• Your goal: Set down the whole passage about Christ the King Sunday word for word.

• Text extract:
────────

The general idea on this Sunday next before Advent is to proclaim Jesus Christ as king – and not only “king,” but “King of Kings and Lord of Lords.” You can hear the strains of Handel’s “Hallelujah Chorus” even now. In many communions this Sunday is known as “Christ the King Sunday.”

Of course, it was inevitable in the development of Christian thought that its theologians would get around to that idea. Until the time of the American and French revolutions, kings were the closest things to people’s concept of deity. Kings were really powerful. They could say, “Off with their heads,” and off the heads went.

Then there was Louis the Sixteenth and his roommate, Marie Antoinette, who were taken down to the guillotine and shortened a little bit, speaking of heads rolling off. Only a decade before that, George Washington and his army taught King George III a little lesson about the limitations of kings.

Aside from the fact that the several Jesuses we meet in the New Testament gospels do not seem in the least like kingly types, is our gospel reading for today, which depicts Jesus being hailed as the king who came in the Name of Yahweh. Funny thing, though. He made his entrance, at least according to one account, riding on the swaybacked ass.

What kind of clue is that? OK, you can say that the Old Testament prophet Zechariah said at chapter 9 verse 9 it would happen that way. Even so, can’t our king at least have a chariot or sedan chair or a mighty steed upon which to make his entrance? Why an ass?

Guess why. The one around whose teaching we rally was no king, not even a pretender to any throne.

As near as we can figure Jesus was a somewhat lonely figure out there in the rural and urban wilds of First Century Palestine trying as best he could to account for how human beings could live together in some semblance of peace and security – and that was by covenanting to treat one another as they themselves would be treated, by walking how many extra steps it might take, by turning one bruised cheek after another to the hand of the smiter until he gets the point, and by loving the enemy as well as the detractor who may turn out to be a neighbor.

────────

[Data records]
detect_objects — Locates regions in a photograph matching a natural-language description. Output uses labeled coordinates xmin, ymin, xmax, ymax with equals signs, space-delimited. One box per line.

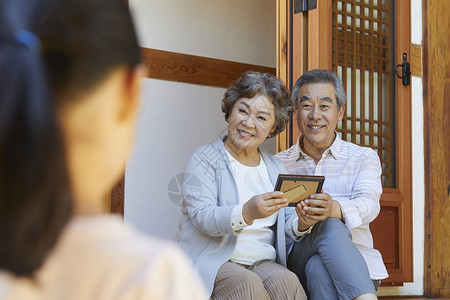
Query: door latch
xmin=294 ymin=0 xmax=317 ymax=14
xmin=395 ymin=53 xmax=411 ymax=85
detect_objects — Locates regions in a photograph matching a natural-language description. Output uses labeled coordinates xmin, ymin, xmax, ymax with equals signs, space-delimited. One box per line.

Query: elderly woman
xmin=177 ymin=72 xmax=306 ymax=299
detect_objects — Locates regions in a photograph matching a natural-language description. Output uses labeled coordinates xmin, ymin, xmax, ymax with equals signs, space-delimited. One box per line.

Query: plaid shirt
xmin=276 ymin=134 xmax=388 ymax=279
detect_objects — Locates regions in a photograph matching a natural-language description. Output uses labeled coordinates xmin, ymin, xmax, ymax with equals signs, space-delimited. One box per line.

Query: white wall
xmin=125 ymin=0 xmax=276 ymax=239
xmin=378 ymin=0 xmax=425 ymax=296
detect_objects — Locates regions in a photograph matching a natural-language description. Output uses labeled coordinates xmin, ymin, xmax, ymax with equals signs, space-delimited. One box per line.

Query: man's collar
xmin=295 ymin=131 xmax=342 ymax=161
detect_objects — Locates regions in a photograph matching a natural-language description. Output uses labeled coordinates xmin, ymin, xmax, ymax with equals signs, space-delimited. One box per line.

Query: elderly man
xmin=277 ymin=70 xmax=387 ymax=299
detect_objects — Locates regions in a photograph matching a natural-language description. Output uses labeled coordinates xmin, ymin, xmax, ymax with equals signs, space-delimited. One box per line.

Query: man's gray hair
xmin=291 ymin=69 xmax=347 ymax=109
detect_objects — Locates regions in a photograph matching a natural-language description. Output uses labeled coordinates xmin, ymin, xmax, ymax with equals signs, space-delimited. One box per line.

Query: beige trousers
xmin=211 ymin=260 xmax=307 ymax=300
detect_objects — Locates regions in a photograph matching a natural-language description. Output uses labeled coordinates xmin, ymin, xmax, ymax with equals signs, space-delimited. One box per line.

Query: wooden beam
xmin=422 ymin=0 xmax=450 ymax=298
xmin=141 ymin=48 xmax=276 ymax=88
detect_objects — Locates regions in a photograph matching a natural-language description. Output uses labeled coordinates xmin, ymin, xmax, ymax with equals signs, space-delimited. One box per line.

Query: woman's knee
xmin=264 ymin=269 xmax=306 ymax=299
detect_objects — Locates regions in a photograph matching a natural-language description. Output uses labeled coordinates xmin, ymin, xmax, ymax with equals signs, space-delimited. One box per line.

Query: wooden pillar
xmin=422 ymin=0 xmax=450 ymax=298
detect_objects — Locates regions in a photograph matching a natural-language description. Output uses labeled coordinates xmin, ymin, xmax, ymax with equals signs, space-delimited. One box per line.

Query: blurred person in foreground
xmin=0 ymin=0 xmax=207 ymax=300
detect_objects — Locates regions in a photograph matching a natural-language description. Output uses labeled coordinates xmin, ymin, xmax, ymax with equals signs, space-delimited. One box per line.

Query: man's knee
xmin=264 ymin=269 xmax=306 ymax=299
xmin=317 ymin=218 xmax=352 ymax=239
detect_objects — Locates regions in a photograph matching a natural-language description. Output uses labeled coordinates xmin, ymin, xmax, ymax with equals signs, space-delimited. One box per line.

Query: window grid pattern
xmin=332 ymin=0 xmax=395 ymax=187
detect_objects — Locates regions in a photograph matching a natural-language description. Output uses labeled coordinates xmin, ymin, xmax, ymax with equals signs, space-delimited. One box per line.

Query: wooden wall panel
xmin=422 ymin=0 xmax=450 ymax=298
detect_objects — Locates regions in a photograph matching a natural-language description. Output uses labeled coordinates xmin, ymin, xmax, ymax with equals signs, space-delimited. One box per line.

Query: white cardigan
xmin=176 ymin=139 xmax=297 ymax=295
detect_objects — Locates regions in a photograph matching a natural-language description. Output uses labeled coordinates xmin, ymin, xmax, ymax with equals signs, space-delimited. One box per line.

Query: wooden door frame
xmin=277 ymin=0 xmax=413 ymax=285
xmin=422 ymin=0 xmax=450 ymax=297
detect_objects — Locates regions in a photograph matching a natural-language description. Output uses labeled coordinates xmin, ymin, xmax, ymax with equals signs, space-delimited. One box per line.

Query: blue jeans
xmin=287 ymin=218 xmax=376 ymax=300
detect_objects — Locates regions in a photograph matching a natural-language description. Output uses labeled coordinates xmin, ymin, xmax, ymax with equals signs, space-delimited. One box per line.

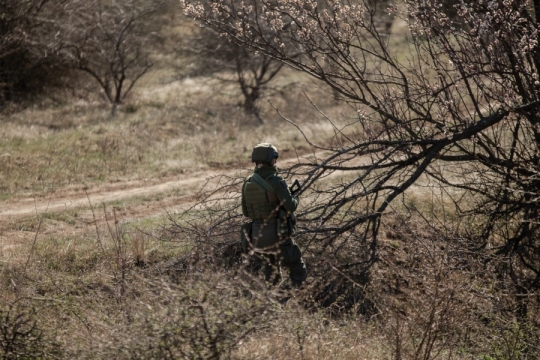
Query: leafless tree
xmin=59 ymin=0 xmax=159 ymax=106
xmin=183 ymin=0 xmax=540 ymax=313
xmin=185 ymin=27 xmax=284 ymax=123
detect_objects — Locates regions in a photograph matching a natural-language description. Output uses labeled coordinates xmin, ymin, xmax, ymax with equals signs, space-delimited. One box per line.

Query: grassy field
xmin=0 ymin=6 xmax=539 ymax=360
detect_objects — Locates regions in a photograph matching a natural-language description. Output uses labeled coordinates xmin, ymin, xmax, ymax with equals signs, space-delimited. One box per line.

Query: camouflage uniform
xmin=242 ymin=165 xmax=307 ymax=285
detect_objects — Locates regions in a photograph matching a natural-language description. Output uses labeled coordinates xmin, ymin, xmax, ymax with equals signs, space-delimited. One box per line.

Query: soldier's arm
xmin=269 ymin=176 xmax=298 ymax=212
xmin=242 ymin=179 xmax=249 ymax=217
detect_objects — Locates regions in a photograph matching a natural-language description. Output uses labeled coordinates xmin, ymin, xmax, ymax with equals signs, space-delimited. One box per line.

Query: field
xmin=0 ymin=4 xmax=540 ymax=360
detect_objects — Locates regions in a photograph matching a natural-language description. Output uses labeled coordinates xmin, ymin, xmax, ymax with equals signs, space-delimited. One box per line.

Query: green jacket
xmin=242 ymin=165 xmax=298 ymax=217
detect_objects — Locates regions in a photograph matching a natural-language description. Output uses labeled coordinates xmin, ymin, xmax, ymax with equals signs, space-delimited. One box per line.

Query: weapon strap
xmin=251 ymin=173 xmax=276 ymax=195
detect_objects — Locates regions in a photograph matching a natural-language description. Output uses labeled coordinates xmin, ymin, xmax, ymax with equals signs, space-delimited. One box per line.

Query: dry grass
xmin=0 ymin=8 xmax=540 ymax=360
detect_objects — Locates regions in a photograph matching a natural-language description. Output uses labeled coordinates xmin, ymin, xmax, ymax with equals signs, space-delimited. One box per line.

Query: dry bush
xmin=0 ymin=298 xmax=62 ymax=359
xmin=0 ymin=0 xmax=67 ymax=106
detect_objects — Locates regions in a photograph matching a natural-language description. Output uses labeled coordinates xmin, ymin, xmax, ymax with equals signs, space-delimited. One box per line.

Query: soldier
xmin=242 ymin=143 xmax=307 ymax=286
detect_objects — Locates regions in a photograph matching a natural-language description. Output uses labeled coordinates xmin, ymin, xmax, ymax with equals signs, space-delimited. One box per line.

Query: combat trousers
xmin=252 ymin=219 xmax=307 ymax=286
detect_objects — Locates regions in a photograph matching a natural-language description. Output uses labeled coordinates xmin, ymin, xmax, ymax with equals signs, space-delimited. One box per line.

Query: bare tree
xmin=183 ymin=0 xmax=540 ymax=306
xmin=60 ymin=0 xmax=159 ymax=109
xmin=185 ymin=27 xmax=284 ymax=123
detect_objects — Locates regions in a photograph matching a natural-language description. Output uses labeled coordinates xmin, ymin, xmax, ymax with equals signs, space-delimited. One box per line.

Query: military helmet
xmin=251 ymin=143 xmax=279 ymax=163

────────

• Answer:
The general idea on this Sunday next before Advent is to proclaim Jesus Christ as king – and not only “king,” but “King of Kings and Lord of Lords.” You can hear the strains of Handel’s “Hallelujah Chorus” even now. In many communions this Sunday is known as “Christ the King Sunday.”

Of course, it was inevitable in the development of Christian thought that its theologians would get around to that idea. Until the time of the American and French revolutions, kings were the closest things to people’s concept of deity. Kings were really powerful. They could say, “Off with their heads,” and off the heads went.

Then there was Louis the Sixteenth and his roommate, Marie Antoinette, who were taken down to the guillotine and shortened a little bit, speaking of heads rolling off. Only a decade before that, George Washington and his army taught King George III a little lesson about the limitations of kings.

Aside from the fact that the several Jesuses we meet in the New Testament gospels do not seem in the least like kingly types, is our gospel reading for today, which depicts Jesus being hailed as the king who came in the Name of Yahweh. Funny thing, though. He made his entrance, at least according to one account, riding on the swaybacked ass.

What kind of clue is that? OK, you can say that the Old Testament prophet Zechariah said at chapter 9 verse 9 it would happen that way. Even so, can’t our king at least have a chariot or sedan chair or a mighty steed upon which to make his entrance? Why an ass?

Guess why. The one around whose teaching we rally was no king, not even a pretender to any throne.

As near as we can figure Jesus was a somewhat lonely figure out there in the rural and urban wilds of First Century Palestine trying as best he could to account for how human beings could live together in some semblance of peace and security – and that was by covenanting to treat one another as they themselves would be treated, by walking how many extra steps it might take, by turning one bruised cheek after another to the hand of the smiter until he gets the point, and by loving the enemy as well as the detractor who may turn out to be a neighbor.